### Aim of the exercise
Every entry needs to be reproduced exactly.

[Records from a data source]
* * * * * * * * *
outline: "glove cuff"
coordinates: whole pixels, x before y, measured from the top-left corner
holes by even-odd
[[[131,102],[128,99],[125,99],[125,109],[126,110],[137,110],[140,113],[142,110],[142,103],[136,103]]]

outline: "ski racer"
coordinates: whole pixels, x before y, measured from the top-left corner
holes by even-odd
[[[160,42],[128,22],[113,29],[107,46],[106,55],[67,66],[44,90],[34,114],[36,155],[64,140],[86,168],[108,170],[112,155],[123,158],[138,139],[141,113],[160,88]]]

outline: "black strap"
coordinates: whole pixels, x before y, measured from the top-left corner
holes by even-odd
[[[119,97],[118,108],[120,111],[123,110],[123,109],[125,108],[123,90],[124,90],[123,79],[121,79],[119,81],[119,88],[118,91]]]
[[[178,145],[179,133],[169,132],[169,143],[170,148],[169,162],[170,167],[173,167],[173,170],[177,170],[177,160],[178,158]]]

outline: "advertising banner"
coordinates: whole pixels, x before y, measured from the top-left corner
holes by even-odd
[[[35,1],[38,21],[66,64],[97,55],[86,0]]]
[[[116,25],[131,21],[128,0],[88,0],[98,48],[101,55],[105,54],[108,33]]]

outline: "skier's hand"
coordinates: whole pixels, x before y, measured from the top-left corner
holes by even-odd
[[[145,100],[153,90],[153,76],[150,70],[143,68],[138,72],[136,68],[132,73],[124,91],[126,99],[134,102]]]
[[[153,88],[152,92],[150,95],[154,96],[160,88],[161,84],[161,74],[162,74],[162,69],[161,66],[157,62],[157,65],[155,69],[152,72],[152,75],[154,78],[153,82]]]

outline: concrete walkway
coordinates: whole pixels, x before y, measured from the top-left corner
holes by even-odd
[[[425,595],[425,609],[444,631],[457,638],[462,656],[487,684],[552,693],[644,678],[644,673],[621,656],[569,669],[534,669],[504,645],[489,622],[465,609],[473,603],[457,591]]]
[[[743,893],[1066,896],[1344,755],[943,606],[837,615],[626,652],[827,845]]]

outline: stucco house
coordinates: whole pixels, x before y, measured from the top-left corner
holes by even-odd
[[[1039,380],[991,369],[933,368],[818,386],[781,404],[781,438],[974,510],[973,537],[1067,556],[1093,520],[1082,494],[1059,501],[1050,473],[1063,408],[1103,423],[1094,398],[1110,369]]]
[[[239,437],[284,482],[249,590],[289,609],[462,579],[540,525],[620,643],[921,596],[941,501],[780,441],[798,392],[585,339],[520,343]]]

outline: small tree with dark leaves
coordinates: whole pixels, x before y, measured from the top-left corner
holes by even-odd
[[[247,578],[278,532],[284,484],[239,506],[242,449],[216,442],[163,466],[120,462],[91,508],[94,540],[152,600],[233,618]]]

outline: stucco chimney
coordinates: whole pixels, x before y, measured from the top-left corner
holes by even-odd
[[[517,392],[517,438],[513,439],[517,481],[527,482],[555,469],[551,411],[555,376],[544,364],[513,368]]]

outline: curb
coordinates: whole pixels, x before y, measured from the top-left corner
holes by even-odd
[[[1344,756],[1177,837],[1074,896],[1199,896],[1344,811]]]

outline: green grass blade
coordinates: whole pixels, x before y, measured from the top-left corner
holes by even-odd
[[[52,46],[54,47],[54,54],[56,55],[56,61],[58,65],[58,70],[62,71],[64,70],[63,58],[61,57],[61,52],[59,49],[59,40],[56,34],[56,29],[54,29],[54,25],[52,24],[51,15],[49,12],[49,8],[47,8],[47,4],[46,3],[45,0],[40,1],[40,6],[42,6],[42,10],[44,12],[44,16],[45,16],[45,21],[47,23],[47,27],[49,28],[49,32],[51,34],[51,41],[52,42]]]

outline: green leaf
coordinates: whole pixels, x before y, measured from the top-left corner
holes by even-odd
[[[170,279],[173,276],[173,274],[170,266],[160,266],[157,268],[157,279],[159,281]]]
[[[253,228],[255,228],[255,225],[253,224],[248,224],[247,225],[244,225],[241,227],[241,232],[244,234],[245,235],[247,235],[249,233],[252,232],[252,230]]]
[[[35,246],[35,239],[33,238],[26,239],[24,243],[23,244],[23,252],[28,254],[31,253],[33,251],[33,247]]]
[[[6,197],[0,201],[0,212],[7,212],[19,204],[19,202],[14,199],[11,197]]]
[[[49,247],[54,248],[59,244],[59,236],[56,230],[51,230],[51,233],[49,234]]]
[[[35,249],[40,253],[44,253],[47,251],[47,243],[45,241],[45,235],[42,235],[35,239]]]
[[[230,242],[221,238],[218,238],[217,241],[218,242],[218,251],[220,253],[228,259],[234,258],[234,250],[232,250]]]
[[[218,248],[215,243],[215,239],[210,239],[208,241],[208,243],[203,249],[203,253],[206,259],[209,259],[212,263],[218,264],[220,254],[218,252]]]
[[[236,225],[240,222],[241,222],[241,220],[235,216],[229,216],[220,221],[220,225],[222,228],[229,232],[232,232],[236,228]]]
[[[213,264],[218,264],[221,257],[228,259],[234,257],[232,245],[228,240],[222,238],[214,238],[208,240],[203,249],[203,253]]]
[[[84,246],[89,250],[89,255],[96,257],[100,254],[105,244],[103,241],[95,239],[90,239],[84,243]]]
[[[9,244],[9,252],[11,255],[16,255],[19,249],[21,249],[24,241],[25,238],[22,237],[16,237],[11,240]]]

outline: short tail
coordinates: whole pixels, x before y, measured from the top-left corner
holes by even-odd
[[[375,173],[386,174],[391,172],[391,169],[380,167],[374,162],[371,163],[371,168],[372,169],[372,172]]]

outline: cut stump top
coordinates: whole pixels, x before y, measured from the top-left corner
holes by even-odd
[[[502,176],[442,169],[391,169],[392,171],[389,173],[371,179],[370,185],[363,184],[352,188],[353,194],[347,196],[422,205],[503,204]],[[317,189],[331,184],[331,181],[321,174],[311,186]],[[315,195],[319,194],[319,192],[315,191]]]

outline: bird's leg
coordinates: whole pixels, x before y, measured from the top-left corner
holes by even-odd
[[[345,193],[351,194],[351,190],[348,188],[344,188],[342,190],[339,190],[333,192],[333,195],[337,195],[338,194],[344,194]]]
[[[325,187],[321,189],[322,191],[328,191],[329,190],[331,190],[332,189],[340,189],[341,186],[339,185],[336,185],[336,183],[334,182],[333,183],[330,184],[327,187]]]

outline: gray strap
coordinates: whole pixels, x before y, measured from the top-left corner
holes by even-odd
* * * * * * * * *
### Written response
outline: "glove cuff"
coordinates: whole pixels, x before y, measured from the top-left corner
holes by even-odd
[[[131,102],[128,99],[125,99],[125,109],[126,110],[137,110],[140,113],[142,110],[142,103],[136,103]]]

outline: "ski racer"
coordinates: whole pixels, x before y, measured from the top-left corner
holes by even-odd
[[[160,42],[128,22],[113,29],[107,46],[106,55],[67,66],[44,90],[34,114],[36,155],[64,140],[86,168],[108,170],[112,155],[123,158],[138,139],[141,113],[160,88]]]

outline: "black strap"
coordinates: whole pixels, x before y, measured from the top-left corner
holes by even-odd
[[[119,97],[118,108],[120,111],[123,110],[123,109],[125,108],[123,90],[124,90],[123,79],[121,79],[119,81],[119,88],[118,91]]]
[[[178,145],[179,133],[169,132],[169,143],[170,148],[169,162],[170,167],[173,167],[173,170],[177,170],[177,160],[178,158]]]

outline: "advertising banner"
coordinates: whole pixels, x before y, measured from the top-left corner
holes by even-odd
[[[35,1],[38,21],[66,64],[97,55],[86,0]]]
[[[116,25],[131,21],[128,0],[88,0],[98,48],[101,55],[105,54],[108,33]]]

outline: "skier's hand"
coordinates: whole pixels, x before y, measured from the top-left corner
holes by even-odd
[[[145,100],[153,90],[153,76],[150,70],[143,68],[138,72],[136,68],[132,73],[124,91],[126,99],[134,102]]]
[[[153,88],[152,92],[150,95],[154,96],[160,88],[161,84],[161,74],[162,74],[162,69],[161,66],[157,62],[157,65],[155,69],[152,72],[152,75],[154,78],[153,82]]]

outline: concrete walkway
coordinates: whole pixels, x before y, measured from the top-left corner
holes by even-odd
[[[425,595],[425,609],[444,631],[457,638],[462,656],[487,684],[552,693],[644,678],[644,673],[621,656],[569,669],[534,669],[504,645],[489,622],[465,609],[473,603],[457,591]]]
[[[743,893],[1066,896],[1344,755],[943,606],[837,615],[626,652],[827,845]]]

outline: stucco house
coordinates: whole pixels, x before y, measured from the top-left corner
holes by even-odd
[[[1039,380],[991,369],[933,368],[818,386],[781,404],[781,438],[974,510],[973,537],[1067,556],[1093,520],[1082,494],[1059,501],[1050,473],[1063,408],[1103,423],[1094,398],[1110,369]]]
[[[239,437],[284,482],[249,590],[289,609],[462,579],[540,525],[620,643],[921,596],[941,501],[780,441],[798,392],[585,339],[520,343]]]

outline: small tree with dark leaves
coordinates: whole pixels, x before y, measured from the top-left corner
holes by even-odd
[[[247,578],[278,532],[284,484],[239,506],[242,449],[216,442],[163,466],[120,462],[91,508],[94,540],[152,600],[233,618]]]

outline: stucco chimney
coordinates: whole pixels, x before y, measured from the top-left corner
holes by even-odd
[[[517,392],[517,438],[513,439],[517,481],[527,482],[555,469],[551,411],[555,376],[544,364],[513,368]]]

outline: curb
coordinates: whole pixels, x before y, measured from the top-left corner
holes by even-odd
[[[1344,756],[1177,837],[1074,896],[1199,896],[1344,811]]]

outline: green grass blade
coordinates: whole pixels, x before y, measured from the top-left corner
holes by even-odd
[[[52,46],[54,47],[54,54],[56,55],[56,61],[58,65],[58,70],[62,71],[64,70],[63,58],[61,57],[61,52],[59,49],[59,40],[56,34],[56,29],[54,29],[54,25],[52,24],[51,15],[49,12],[49,8],[47,8],[47,4],[46,3],[45,0],[40,1],[40,6],[42,6],[42,10],[44,12],[44,16],[45,16],[45,21],[47,23],[47,27],[49,28],[49,32],[51,34],[51,41],[52,42]]]

outline: green leaf
coordinates: whole pixels, x before y, measured from the top-left corner
holes by even-odd
[[[170,279],[173,276],[173,274],[170,266],[160,266],[157,268],[157,279],[159,281]]]
[[[253,228],[255,228],[255,225],[253,224],[248,224],[247,225],[244,225],[241,227],[241,232],[244,234],[245,235],[247,235],[249,233],[252,232],[252,230]]]
[[[35,246],[35,239],[33,238],[26,239],[24,243],[23,244],[23,252],[28,254],[31,253],[33,251],[33,247]]]
[[[6,197],[0,201],[0,212],[7,212],[19,204],[19,202],[14,199],[11,197]]]
[[[49,247],[54,248],[59,244],[59,236],[56,230],[51,230],[51,233],[49,234]]]
[[[35,249],[40,253],[44,253],[47,251],[47,243],[45,241],[45,235],[42,235],[35,239]]]
[[[230,242],[221,238],[218,238],[217,241],[218,242],[218,251],[220,253],[228,259],[234,258],[234,250],[232,250]]]
[[[218,248],[215,243],[215,239],[210,239],[208,241],[208,243],[203,249],[203,253],[206,259],[209,259],[212,263],[218,264],[220,254],[218,252]]]
[[[236,225],[240,222],[241,222],[241,220],[235,216],[229,216],[220,221],[220,225],[222,228],[229,232],[232,232],[236,228]]]
[[[213,264],[218,264],[221,257],[228,259],[234,257],[232,245],[228,240],[222,238],[214,238],[208,240],[203,249],[203,253]]]
[[[84,246],[89,250],[89,255],[96,257],[100,254],[105,244],[103,241],[95,239],[90,239],[84,243]]]
[[[9,244],[9,252],[11,255],[16,255],[19,249],[21,249],[24,241],[25,238],[22,237],[16,237],[11,240]]]

outline: short tail
coordinates: whole pixels, x before y, measured from the top-left corner
holes by even-odd
[[[375,173],[386,174],[391,172],[391,169],[380,167],[374,162],[371,163],[371,168],[372,169],[372,172]]]

outline: cut stump top
coordinates: whole pixels, x before y, measured from the top-left corner
holes by even-odd
[[[502,176],[442,169],[391,169],[392,171],[389,173],[371,179],[370,185],[363,184],[352,188],[353,194],[347,196],[422,205],[503,204]],[[317,189],[331,184],[331,181],[321,174],[311,186]],[[315,195],[319,194],[319,192],[315,191]]]

outline: bird's leg
coordinates: whole pixels, x before y, measured from the top-left corner
holes by even-odd
[[[345,193],[351,194],[351,190],[348,188],[344,188],[342,190],[339,190],[333,192],[333,195],[337,195],[338,194],[344,194]]]
[[[325,187],[321,189],[322,191],[328,191],[329,190],[331,190],[332,189],[340,189],[341,186],[339,185],[336,185],[336,183],[334,182],[333,183],[330,184],[327,187]]]

outline: gray strap
coordinates: whole pixels, x before y, measured from the top-left corner
holes by even-odd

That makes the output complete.